--- EXERCISE AIM ---
Can you set out every one of the rows below as a numbered list, skipping any blank lines?

++++

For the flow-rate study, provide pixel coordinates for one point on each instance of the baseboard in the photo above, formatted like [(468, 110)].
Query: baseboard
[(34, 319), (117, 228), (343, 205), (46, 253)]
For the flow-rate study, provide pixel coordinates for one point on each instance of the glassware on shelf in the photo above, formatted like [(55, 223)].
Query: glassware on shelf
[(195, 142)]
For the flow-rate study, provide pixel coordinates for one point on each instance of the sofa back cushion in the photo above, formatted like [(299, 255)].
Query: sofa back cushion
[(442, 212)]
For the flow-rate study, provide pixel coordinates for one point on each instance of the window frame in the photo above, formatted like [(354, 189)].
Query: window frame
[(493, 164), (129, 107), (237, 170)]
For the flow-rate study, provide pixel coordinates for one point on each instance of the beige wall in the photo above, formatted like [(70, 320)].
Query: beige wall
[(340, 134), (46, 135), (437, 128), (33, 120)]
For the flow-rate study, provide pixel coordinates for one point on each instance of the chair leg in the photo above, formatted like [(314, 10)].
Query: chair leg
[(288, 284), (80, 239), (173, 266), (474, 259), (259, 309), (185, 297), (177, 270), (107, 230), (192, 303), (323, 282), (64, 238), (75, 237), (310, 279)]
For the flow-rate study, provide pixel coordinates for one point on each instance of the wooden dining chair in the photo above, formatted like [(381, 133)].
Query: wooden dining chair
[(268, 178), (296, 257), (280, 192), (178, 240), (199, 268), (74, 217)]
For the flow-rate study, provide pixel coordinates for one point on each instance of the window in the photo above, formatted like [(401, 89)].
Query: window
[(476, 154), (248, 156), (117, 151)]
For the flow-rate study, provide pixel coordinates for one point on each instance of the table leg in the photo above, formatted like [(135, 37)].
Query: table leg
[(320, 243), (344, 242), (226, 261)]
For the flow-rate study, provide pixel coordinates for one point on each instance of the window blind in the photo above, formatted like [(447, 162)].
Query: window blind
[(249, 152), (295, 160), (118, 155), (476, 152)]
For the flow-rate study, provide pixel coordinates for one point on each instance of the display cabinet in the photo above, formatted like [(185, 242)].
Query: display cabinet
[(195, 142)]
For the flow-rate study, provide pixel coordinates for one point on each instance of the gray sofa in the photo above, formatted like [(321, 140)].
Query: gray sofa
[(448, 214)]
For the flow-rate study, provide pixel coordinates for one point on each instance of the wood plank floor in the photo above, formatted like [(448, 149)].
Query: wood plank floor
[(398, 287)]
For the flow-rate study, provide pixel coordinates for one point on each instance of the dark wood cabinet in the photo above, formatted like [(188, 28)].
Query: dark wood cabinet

++++

--- REPLY ---
1. For the flow-rate study, provide pixel coordinates for one point on each instance of the baseboard in the photo above, formatted like [(468, 110)].
2. Query: baseboard
3. [(34, 319), (117, 228), (343, 205), (46, 253)]
4. For the flow-rate study, provide pixel coordinates for one point on each instance of the glassware on shelf in the photo above, formatted like [(55, 223)].
5. Query: glassware on shelf
6. [(195, 142)]
7. For the flow-rate study, provide pixel coordinates for one point on each instance of the sofa back cushion in the photo above, formatted like [(299, 255)].
8. Query: sofa back cushion
9. [(442, 212)]
10. For the flow-rate study, provide pixel coordinates for one point on each instance of the window frame in the photo above, formatted like [(354, 189)].
11. Query: window frame
12. [(493, 164), (129, 107), (237, 170)]
13. For the flow-rate study, provide pixel coordinates for one point on each instance of the beige wall in the photo above, formatted like [(70, 320)].
14. Query: beige wall
15. [(340, 134), (46, 135), (437, 128), (33, 120)]
16. For the flow-rate study, provide pixel coordinates for one point on each instance of the chair leg in the photo above, formatted like [(314, 10)].
17. Query: chair leg
18. [(288, 284), (80, 239), (173, 266), (474, 259), (259, 309), (185, 297), (177, 270), (107, 230), (192, 303), (323, 282), (64, 238), (75, 237), (310, 279)]
19. For the flow-rate study, provide pixel coordinates for one point on each instance of the wooden dining chair in the photo above, formatted like [(381, 133)].
20. Query: wooden dining chair
21. [(268, 178), (296, 257), (280, 192), (178, 240), (199, 268), (74, 217)]
22. For the flow-rate study, provide pixel coordinates for one point on each instance of the window in the photo above, formatted like [(401, 89)].
23. Query: window
24. [(476, 154), (248, 156), (117, 151)]
25. For the flow-rate study, provide pixel coordinates for one point on each instance of the table leg in the photo above, formatted like [(135, 37)].
26. Query: table leg
27. [(320, 243), (344, 242), (226, 261)]
28. For the flow-rate study, provide pixel coordinates for one point on each instance of the window blind in the photo above, formatted like [(447, 162)].
29. Query: window blind
30. [(249, 152), (295, 160), (118, 155), (476, 152)]
31. For the flow-rate study, provide pixel coordinates for one point on each instance of the display cabinet in the photo above, formatted like [(185, 242)].
32. Query: display cabinet
33. [(195, 142)]
34. For the flow-rate study, provide pixel coordinates for one point on each instance of the gray sofa in the photo above, formatted like [(321, 140)].
35. Query: gray sofa
36. [(448, 214)]
37. For the flow-rate study, provide pixel coordinates for one point on each instance of the wood plank floor in the photo above, formatted like [(448, 149)].
38. Query: wood plank floor
39. [(398, 287)]
40. For the flow-rate study, provide pixel coordinates for one point on each instance of the dark wood cabinet in the photo above, formatted like [(188, 28)].
41. Query: dark wood cabinet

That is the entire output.